EXERCISE AIM.
The goal is to restate all of the records below word for word.

· · · · · · ·

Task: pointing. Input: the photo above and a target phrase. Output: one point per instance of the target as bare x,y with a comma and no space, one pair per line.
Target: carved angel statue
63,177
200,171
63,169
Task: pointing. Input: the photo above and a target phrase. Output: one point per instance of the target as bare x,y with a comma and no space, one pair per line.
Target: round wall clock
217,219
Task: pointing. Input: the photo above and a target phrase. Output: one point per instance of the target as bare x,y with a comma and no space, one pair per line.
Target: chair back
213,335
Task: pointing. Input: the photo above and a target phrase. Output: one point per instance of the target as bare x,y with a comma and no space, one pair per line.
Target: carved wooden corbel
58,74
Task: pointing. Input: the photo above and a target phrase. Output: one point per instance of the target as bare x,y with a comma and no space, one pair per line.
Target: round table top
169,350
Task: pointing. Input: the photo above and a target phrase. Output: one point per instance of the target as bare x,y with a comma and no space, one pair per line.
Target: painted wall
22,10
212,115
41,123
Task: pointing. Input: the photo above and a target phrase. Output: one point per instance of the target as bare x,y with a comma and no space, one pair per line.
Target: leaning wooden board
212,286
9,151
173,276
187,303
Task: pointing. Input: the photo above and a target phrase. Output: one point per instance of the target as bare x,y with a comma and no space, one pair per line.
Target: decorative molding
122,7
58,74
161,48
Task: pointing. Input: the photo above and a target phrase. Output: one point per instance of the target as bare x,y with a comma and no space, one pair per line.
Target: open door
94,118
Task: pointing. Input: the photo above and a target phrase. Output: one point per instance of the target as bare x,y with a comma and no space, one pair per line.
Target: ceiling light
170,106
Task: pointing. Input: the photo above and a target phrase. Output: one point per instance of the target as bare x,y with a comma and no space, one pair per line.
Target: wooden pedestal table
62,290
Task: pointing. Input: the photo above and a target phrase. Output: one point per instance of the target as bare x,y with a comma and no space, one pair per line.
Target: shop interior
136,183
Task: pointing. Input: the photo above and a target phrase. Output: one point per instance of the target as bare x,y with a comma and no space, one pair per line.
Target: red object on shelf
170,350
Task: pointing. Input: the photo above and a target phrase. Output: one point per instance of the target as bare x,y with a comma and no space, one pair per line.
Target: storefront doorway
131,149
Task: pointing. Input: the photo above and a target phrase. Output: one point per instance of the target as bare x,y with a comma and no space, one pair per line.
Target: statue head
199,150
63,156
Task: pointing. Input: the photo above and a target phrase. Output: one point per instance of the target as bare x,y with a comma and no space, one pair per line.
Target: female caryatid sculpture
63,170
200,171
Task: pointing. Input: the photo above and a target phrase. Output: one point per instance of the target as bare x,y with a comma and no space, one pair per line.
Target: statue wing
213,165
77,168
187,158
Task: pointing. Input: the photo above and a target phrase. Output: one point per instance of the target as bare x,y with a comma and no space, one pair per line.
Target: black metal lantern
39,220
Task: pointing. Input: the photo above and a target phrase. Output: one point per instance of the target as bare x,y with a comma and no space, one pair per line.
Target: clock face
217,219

· · · · · · ·

YOUR SOLUTION.
Task: pointing. Input: the photo above and a target phrase. Output: one point per instance of the target as bare x,y with a comma and no space, one pair per line.
Target: carved angel statue
63,177
200,171
63,169
Task: pointing. Input: the photo above and a target phrase. Output: one point per instance of the target as bare x,y with a comma and no space, one pair per line.
Target: round wall clock
217,219
Task: pointing. Input: the photo above and a target phrase. Output: one point per instance of the target as bare x,y with a comma and no space, one pair per line.
Target: chair back
213,335
Task: pointing. Input: the photo above and a target phrase. Output: one point per instance of the target as bare x,y with a comma and no space, one pair per line.
Target: carved wooden corbel
58,74
Task: pointing. Input: the photo above and a target phrase. Output: one point per instance of the target as bare x,y with a comma and no space, one pair per line.
Target: round table top
169,350
Task: pointing. Input: the photo above and a target phrase. Output: one point per instance of the target as bare x,y with a comma and no space, one pair per line.
Target: painted wall
22,10
212,115
41,123
Task: pointing. Input: the photo above and a target phrase. Output: one point per instance of the target as bare x,y with a comma and no space, one pair per line.
Target: leaning wooden board
212,286
9,151
173,276
187,303
Task: pointing. Input: the photo above and a target phrase. Output: one point per instance of the target as bare x,y with a comma and no space, one pair per line.
Target: decorative molding
122,7
58,74
161,48
Task: pointing. Input: the photo above and a target phrase. Output: one point per instance of the target as bare x,y with a comma and no space, one pair per line.
Target: open door
94,118
Task: pointing. Input: the photo above and a target phrase. Output: one point per instance of the target as bare x,y with a comma and no space, one pair per line.
Target: ceiling light
170,106
Task: pointing. Input: the photo above and a target phrase. Output: one point per instance of the target as bare x,y with a comma and no space, one pair per line.
Target: wooden pedestal table
62,290
Task: pointing. Input: the photo above and a target phrase. Output: one point per instance of the target as bare x,y with a comma and no space, one pair per line.
Target: shop interior
136,183
Task: pointing. Input: the photo above and a target phrase. Output: one point per instance of the target as bare x,y with a comma and no space, one pair per line.
Target: red object on shelf
170,350
Task: pointing. Input: the photo above and a target phrase. Output: one point per instance of the target as bare x,y with a comma and no space, one pair per line.
Target: storefront doorway
131,149
Task: pointing. Input: the photo above and a target phrase. Output: one point per instance of the target as bare x,y with a comma and no space, one pair per line.
Target: statue head
199,150
63,156
Task: pointing. Input: the photo above and a target phrase. Output: one point per instance of the target as bare x,y with a comma and no space, one pair per line.
Target: female caryatid sculpture
63,170
200,171
Task: pointing. Input: the photo above and a target phrase. Output: one point per instance of the target as bare x,y with a comma and no space, one pair per line.
Target: statue wing
213,165
77,168
187,158
Task: pointing. Input: the photo above and a target phrase. Output: one point per instance of the target as bare x,y with a comma and no space, one pair per line.
Target: black metal lantern
39,220
Task: pointing. Input: the photo above and a target phrase. Output: one point per instance of the target as bare x,y with a comma and no space, one pair per line.
Target: clock face
217,219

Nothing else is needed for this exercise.